Description of the task: Copy the lines below as they are; omit the images they contain.

* begin *

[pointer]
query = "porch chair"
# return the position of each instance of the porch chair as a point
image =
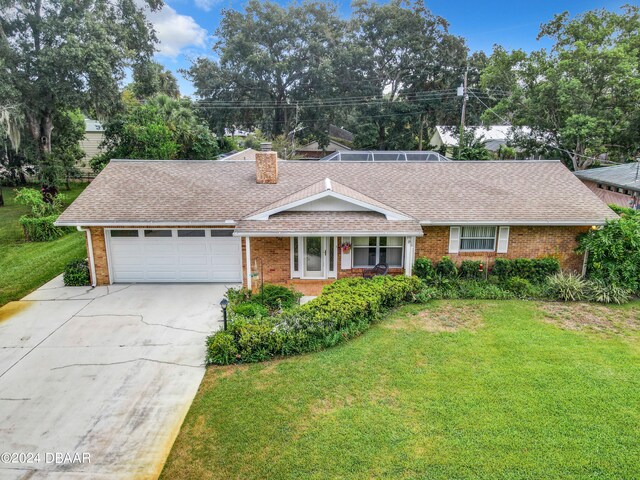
(379, 269)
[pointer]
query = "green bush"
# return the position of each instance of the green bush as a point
(250, 309)
(446, 268)
(423, 269)
(534, 270)
(277, 297)
(221, 349)
(470, 269)
(345, 309)
(567, 287)
(76, 273)
(41, 229)
(602, 292)
(614, 252)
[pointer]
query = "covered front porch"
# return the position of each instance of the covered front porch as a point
(307, 250)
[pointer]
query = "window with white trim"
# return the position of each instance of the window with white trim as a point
(479, 238)
(369, 251)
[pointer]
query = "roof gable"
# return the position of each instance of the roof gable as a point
(327, 195)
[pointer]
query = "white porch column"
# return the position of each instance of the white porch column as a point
(247, 243)
(409, 254)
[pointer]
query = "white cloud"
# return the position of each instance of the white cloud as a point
(206, 5)
(176, 32)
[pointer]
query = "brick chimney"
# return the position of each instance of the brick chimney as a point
(266, 164)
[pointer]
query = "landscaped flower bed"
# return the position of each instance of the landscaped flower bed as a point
(345, 309)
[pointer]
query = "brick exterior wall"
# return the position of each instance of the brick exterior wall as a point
(524, 242)
(274, 253)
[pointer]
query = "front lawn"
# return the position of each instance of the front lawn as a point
(24, 266)
(457, 389)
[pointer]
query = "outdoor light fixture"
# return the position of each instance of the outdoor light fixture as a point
(223, 303)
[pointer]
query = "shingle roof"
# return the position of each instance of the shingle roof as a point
(199, 192)
(328, 223)
(323, 186)
(623, 176)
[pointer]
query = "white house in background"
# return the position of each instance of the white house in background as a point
(494, 135)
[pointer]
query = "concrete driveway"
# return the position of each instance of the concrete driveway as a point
(95, 383)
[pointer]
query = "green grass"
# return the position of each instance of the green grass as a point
(24, 266)
(506, 394)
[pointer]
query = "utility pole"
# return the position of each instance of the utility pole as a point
(465, 97)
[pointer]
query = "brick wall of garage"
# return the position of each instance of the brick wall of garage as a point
(524, 242)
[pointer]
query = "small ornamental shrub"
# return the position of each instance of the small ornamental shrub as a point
(423, 269)
(345, 309)
(76, 273)
(567, 287)
(446, 268)
(277, 297)
(250, 309)
(470, 269)
(602, 292)
(534, 270)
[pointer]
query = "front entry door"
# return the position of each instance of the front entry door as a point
(314, 257)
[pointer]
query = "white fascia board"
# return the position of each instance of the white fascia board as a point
(326, 234)
(177, 223)
(328, 193)
(531, 223)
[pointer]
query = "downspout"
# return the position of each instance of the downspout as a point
(92, 265)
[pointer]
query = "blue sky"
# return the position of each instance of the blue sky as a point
(185, 27)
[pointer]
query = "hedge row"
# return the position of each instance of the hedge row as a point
(345, 309)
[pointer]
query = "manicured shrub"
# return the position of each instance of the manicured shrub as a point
(345, 309)
(41, 229)
(470, 269)
(567, 287)
(423, 268)
(250, 309)
(534, 270)
(614, 252)
(602, 292)
(446, 268)
(520, 287)
(277, 297)
(221, 349)
(76, 273)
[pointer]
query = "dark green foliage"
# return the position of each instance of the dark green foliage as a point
(614, 252)
(446, 268)
(345, 309)
(76, 273)
(41, 229)
(535, 270)
(251, 309)
(277, 297)
(423, 268)
(470, 269)
(567, 287)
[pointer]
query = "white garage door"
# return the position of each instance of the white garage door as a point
(175, 255)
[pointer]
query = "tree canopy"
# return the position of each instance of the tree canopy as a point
(582, 96)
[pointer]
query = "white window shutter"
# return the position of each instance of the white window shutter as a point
(503, 240)
(454, 239)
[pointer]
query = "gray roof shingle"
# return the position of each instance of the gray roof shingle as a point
(208, 192)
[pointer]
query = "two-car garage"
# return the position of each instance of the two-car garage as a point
(174, 255)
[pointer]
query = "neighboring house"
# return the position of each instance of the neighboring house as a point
(305, 224)
(495, 136)
(93, 137)
(313, 151)
(619, 184)
(246, 154)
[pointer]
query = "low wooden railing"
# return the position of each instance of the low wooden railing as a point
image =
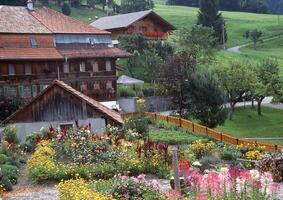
(202, 130)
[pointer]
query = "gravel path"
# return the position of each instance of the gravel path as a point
(25, 190)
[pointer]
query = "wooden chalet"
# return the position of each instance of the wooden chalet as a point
(151, 25)
(40, 45)
(60, 105)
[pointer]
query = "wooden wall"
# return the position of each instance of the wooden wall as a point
(56, 105)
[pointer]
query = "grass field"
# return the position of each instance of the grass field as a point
(247, 124)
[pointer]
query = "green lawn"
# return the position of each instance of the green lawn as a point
(237, 22)
(247, 124)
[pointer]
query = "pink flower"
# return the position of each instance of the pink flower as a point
(59, 136)
(201, 196)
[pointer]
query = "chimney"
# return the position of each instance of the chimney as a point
(30, 5)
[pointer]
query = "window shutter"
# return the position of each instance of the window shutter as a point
(34, 90)
(21, 91)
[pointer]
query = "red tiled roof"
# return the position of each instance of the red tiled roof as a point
(108, 52)
(30, 53)
(16, 19)
(91, 102)
(57, 22)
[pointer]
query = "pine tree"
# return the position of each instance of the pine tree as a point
(210, 16)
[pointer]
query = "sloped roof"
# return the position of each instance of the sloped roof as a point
(91, 102)
(125, 20)
(30, 53)
(57, 22)
(102, 52)
(18, 19)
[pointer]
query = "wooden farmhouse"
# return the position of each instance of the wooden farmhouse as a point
(60, 105)
(40, 45)
(151, 25)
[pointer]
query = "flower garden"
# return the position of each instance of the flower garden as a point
(128, 163)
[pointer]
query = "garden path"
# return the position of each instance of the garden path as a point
(26, 190)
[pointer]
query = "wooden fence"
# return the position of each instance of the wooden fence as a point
(203, 130)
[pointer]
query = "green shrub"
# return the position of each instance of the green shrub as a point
(11, 172)
(3, 159)
(124, 92)
(139, 124)
(10, 134)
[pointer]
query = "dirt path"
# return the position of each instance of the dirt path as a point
(25, 190)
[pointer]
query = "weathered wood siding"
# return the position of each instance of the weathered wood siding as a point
(57, 105)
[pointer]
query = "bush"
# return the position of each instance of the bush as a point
(11, 172)
(66, 9)
(3, 159)
(10, 134)
(200, 148)
(124, 92)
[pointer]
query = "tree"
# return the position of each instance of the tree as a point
(128, 6)
(268, 82)
(254, 35)
(193, 47)
(66, 10)
(210, 16)
(206, 98)
(236, 79)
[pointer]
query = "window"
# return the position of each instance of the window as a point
(33, 42)
(108, 65)
(143, 29)
(82, 67)
(11, 69)
(95, 66)
(21, 91)
(109, 85)
(66, 68)
(27, 69)
(46, 68)
(34, 90)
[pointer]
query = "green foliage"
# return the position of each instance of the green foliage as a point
(209, 16)
(11, 172)
(10, 134)
(3, 159)
(139, 124)
(172, 137)
(128, 6)
(206, 99)
(254, 35)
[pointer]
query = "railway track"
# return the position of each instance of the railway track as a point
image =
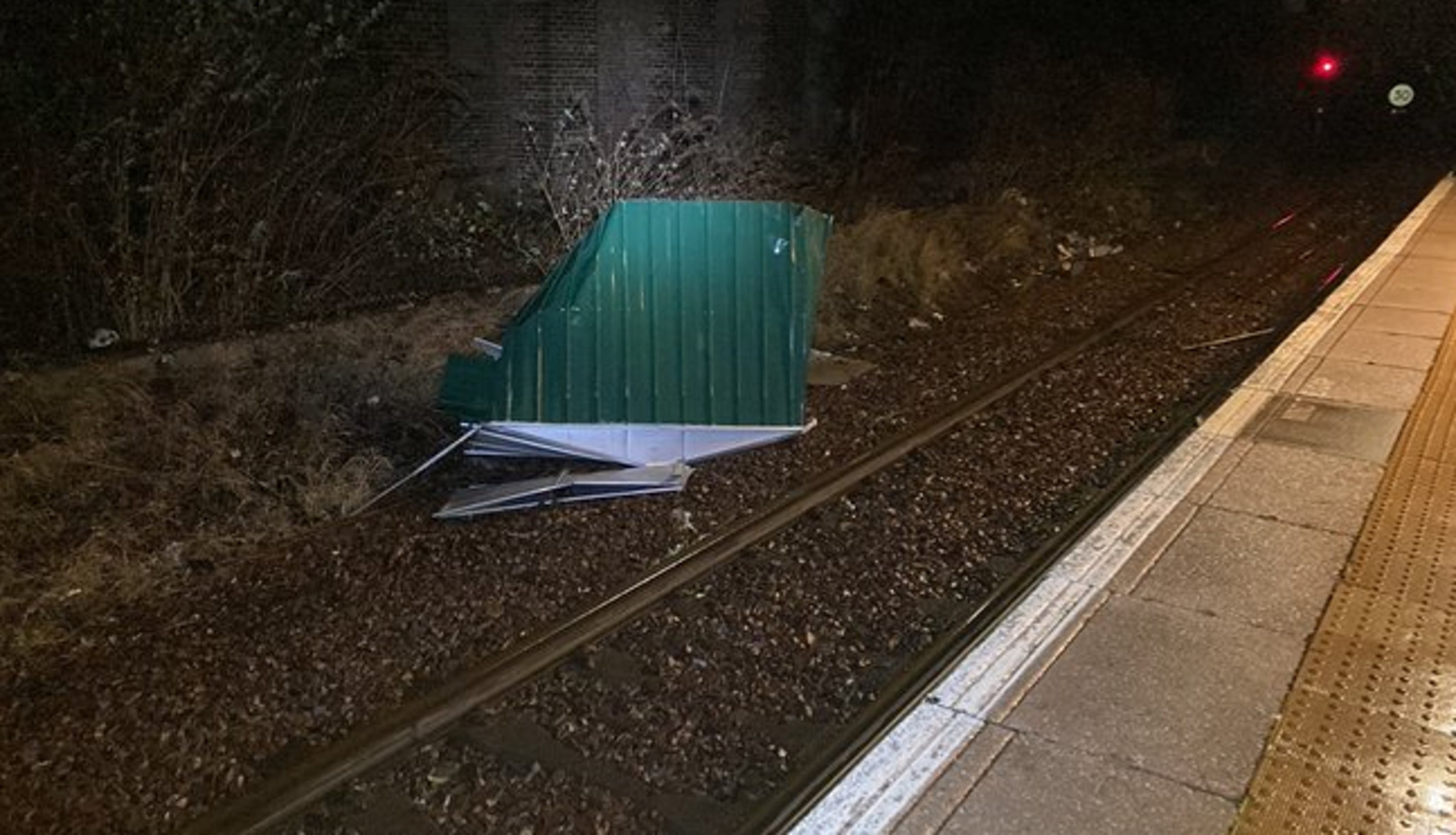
(392, 738)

* end *

Written response:
[pointer]
query = "porch chair"
# return the position of each instance of the porch chair as a point
image =
(379, 269)
[pointer]
query = "green bush"
# return the position of each instance of the green bush as a point
(250, 309)
(446, 268)
(423, 269)
(534, 270)
(277, 297)
(221, 349)
(470, 269)
(345, 309)
(567, 287)
(76, 273)
(41, 229)
(602, 292)
(614, 252)
[pointer]
query = "covered front porch"
# return the position of each instance of the covered front porch as a point
(307, 250)
[pointer]
query = "window with white trim"
# return the position of each instance of the window with white trim as a point
(479, 238)
(369, 251)
[pointer]
query = "roof gable"
# return the position of each instance of the roof gable as a point
(327, 195)
[pointer]
query = "white porch column"
# return the position of each instance of the white porch column as a point
(247, 243)
(409, 254)
[pointer]
query = "white cloud"
# return the position of each instance of the white cloud as a point
(206, 5)
(176, 32)
[pointer]
query = "brick chimney"
# return the position of each instance of the brick chimney as a point
(266, 164)
[pointer]
query = "landscaped flower bed"
# return the position of each instance of the landscaped flower bed as a point
(345, 309)
[pointer]
query = "brick exterior wall"
# return the position of each instance of the brick exterior wall as a point
(524, 242)
(274, 253)
[pointer]
query = "front lawn"
# return the position of each instance of the front lawn as a point
(24, 266)
(457, 389)
[pointer]
query = "outdoor light fixture"
# return the position of each instance of the outdoor light fixture as a point
(223, 303)
[pointer]
query = "shingle roof"
# return the position of each instance of the shingle roof as a point
(199, 192)
(328, 223)
(323, 186)
(623, 176)
[pointer]
query = "white house in background"
# return the position of each instance of the white house in background as a point
(494, 135)
[pointer]
query = "concrete driveway"
# return the position of each instance of the concrete driveway as a point
(95, 383)
[pointer]
query = "green grass"
# return the position of each instance of the green grass as a point
(24, 266)
(506, 394)
[pointer]
query = "utility pole"
# return the position of each instance of the utility pole as a point
(465, 97)
[pointer]
query = "brick wall of garage"
# return the position of each instance of the brick wall of garage as a point
(524, 242)
[pointer]
query = "small ornamental shrub"
# return the position of each instance of the small ornamental shrub as a point
(423, 269)
(345, 309)
(76, 273)
(567, 287)
(446, 268)
(277, 297)
(250, 309)
(470, 269)
(602, 292)
(534, 270)
[pointer]
query = "front entry door"
# return the position of each instance of the front entry door as a point
(314, 257)
[pointer]
query = "white fascia board"
# return the position of each instance of the white fascia board as a point
(326, 234)
(177, 223)
(328, 193)
(531, 223)
[pointer]
query = "downspout"
# return the position of each instance of the downspout as a point
(92, 265)
[pointer]
query = "blue sky"
# return the position of each instance of the blue sky as a point
(185, 27)
[pointer]
query = "hedge row"
# return the position of each instance of the hedge row as a point
(345, 309)
[pointer]
query = "manicured shrub"
# return the position of each instance of the manicured shrub as a point
(345, 309)
(41, 229)
(470, 269)
(567, 287)
(423, 268)
(250, 309)
(534, 270)
(614, 252)
(602, 292)
(446, 268)
(520, 287)
(277, 297)
(221, 349)
(76, 273)
[pointer]
query = "dark green foliage"
# return the position of each instance of the dark green foliage as a point
(614, 252)
(446, 268)
(345, 309)
(76, 273)
(41, 229)
(535, 270)
(251, 309)
(277, 297)
(423, 268)
(470, 269)
(567, 287)
[pointer]
query = "white garage door"
# return the position of each instance of the white garage door as a point
(175, 255)
[pointer]
query = "tree canopy"
# return the position of each instance of the tree canopy as a point
(582, 96)
[pointer]
query = "white window shutter"
# return the position of each instance of the white window shutter as a point
(503, 240)
(454, 239)
[pointer]
query = "gray roof shingle"
# return the position of each instance of the gray roof shingle as a point
(208, 192)
[pointer]
query = "two-car garage"
# return the position of each instance of the two-car garage as a point
(174, 255)
[pointer]
query = "neighboring house"
# return the position of each instance of the neighboring house as a point
(305, 224)
(495, 136)
(93, 137)
(313, 151)
(619, 184)
(246, 154)
[pointer]
query = "low wooden railing"
# return the position of each instance of the low wooden railing as a point
image =
(202, 130)
[pointer]
query = "gravel path"
# return the position of each instance of the gravel path as a point
(25, 190)
[pointer]
query = "wooden chalet"
# return the position of each instance of the wooden chalet as a point
(151, 25)
(40, 45)
(60, 105)
[pointer]
query = "wooden wall"
# return the position of each instance of the wooden wall as a point
(56, 105)
[pointer]
query = "grass field"
# return the position of each instance of the grass field as a point
(247, 124)
[pointer]
query = "green lawn"
# return the position of each instance of the green lawn as a point
(237, 22)
(247, 124)
[pointer]
query = "pink flower"
# return the position of each instance of the pink flower as a point
(59, 136)
(201, 196)
[pointer]
query = "chimney"
# return the position of each instance of the chimney as a point
(30, 5)
[pointer]
query = "window shutter"
# return the position of each instance of the window shutter as a point
(34, 90)
(21, 91)
[pointer]
query = "red tiled roof"
# return the position of each instance of the red tiled roof as a point
(108, 52)
(30, 53)
(16, 19)
(91, 102)
(57, 22)
[pointer]
query = "pine tree"
# return the position of each instance of the pine tree as a point
(210, 16)
[pointer]
query = "sloped roof"
# return the position of each instance of the sloped roof as a point
(91, 102)
(125, 20)
(30, 53)
(57, 22)
(102, 52)
(18, 19)
[pointer]
query = "wooden farmhouse"
# return the position of each instance of the wooden farmhouse as a point
(60, 105)
(40, 45)
(151, 25)
[pointer]
query = "flower garden"
# return the position of each instance of the flower garden as a point
(128, 163)
[pointer]
query = "garden path"
# return the position of each instance of the garden path as a point
(26, 190)
[pointer]
query = "wooden fence"
# return the position of each instance of the wooden fence as a point
(203, 130)
[pointer]
query = "green shrub"
# return the position of each instance of the green shrub as a point
(11, 172)
(3, 159)
(124, 92)
(139, 124)
(10, 134)
[pointer]
query = "dirt path"
# return the position of each instance of the dirt path as a point
(25, 190)
[pointer]
query = "weathered wood siding"
# return the position of each instance of the weathered wood siding as a point
(57, 105)
[pointer]
query = "bush"
# return the position of each instance of the bush as a point
(11, 172)
(66, 9)
(3, 159)
(10, 134)
(200, 148)
(124, 92)
[pointer]
query = "tree"
# return the position of each instance of the tree as a point
(128, 6)
(268, 82)
(254, 35)
(193, 47)
(66, 10)
(210, 16)
(206, 98)
(236, 79)
[pointer]
query = "window"
# return the position of each instance of the window as a point
(33, 42)
(108, 65)
(143, 29)
(82, 67)
(11, 69)
(95, 66)
(21, 91)
(109, 85)
(66, 68)
(27, 69)
(46, 68)
(34, 90)
[pointer]
query = "green foliage"
# return the position of each instance of the green foliage as a point
(209, 16)
(11, 172)
(10, 134)
(3, 159)
(139, 124)
(172, 137)
(128, 6)
(206, 99)
(254, 35)
[pointer]
query = "railway track"
# return the position of each instance of the railway track as a point
image =
(392, 738)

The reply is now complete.